GOAL OF THE EXERCISE |
Search the listing below for the word "dark" and return each line that contains it.

DATA EXTRACTS below:

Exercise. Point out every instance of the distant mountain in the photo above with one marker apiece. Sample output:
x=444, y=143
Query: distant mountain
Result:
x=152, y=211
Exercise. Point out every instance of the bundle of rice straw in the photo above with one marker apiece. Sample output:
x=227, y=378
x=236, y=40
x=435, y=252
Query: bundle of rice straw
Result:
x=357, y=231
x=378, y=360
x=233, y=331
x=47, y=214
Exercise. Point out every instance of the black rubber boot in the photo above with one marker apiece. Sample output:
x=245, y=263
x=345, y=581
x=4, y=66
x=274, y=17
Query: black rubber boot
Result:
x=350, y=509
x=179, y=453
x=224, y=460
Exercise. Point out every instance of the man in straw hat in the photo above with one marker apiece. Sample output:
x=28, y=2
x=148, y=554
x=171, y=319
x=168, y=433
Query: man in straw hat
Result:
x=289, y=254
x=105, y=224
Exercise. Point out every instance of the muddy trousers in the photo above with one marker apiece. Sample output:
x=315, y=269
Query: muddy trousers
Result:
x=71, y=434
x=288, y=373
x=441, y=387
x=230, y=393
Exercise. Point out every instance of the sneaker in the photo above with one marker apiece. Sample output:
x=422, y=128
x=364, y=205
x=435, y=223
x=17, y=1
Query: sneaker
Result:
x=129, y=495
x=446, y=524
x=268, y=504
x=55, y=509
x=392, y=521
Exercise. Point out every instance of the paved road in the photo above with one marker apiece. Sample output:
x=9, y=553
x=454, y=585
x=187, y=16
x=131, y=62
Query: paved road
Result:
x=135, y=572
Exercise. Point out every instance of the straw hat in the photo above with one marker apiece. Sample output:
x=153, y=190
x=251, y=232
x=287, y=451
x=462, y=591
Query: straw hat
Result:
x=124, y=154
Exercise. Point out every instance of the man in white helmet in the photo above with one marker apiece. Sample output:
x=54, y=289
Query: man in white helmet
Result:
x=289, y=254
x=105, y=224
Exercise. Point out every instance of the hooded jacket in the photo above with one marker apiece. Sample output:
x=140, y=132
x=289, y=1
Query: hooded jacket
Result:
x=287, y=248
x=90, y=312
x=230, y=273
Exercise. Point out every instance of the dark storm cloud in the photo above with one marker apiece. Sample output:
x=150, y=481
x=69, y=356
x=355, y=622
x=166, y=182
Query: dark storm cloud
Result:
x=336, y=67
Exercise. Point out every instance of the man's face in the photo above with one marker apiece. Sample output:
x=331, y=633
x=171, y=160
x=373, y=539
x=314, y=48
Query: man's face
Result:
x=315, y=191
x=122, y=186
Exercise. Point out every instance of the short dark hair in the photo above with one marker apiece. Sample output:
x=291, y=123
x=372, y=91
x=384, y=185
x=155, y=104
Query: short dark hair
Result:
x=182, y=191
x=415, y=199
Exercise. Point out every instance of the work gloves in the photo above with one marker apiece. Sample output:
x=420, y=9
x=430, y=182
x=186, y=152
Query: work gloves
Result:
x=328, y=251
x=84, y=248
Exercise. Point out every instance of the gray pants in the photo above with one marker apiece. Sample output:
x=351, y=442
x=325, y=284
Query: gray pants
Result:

End of DATA EXTRACTS.

RESPONSE |
Exercise. Point out every instance of the dark storm cloud in the photo above with one marker apiece. Sample output:
Query: dark storm cloud
Exercise. Point out every instance of the short dark hair in the photo above with one marker apiece. Sample output:
Query: short dark hair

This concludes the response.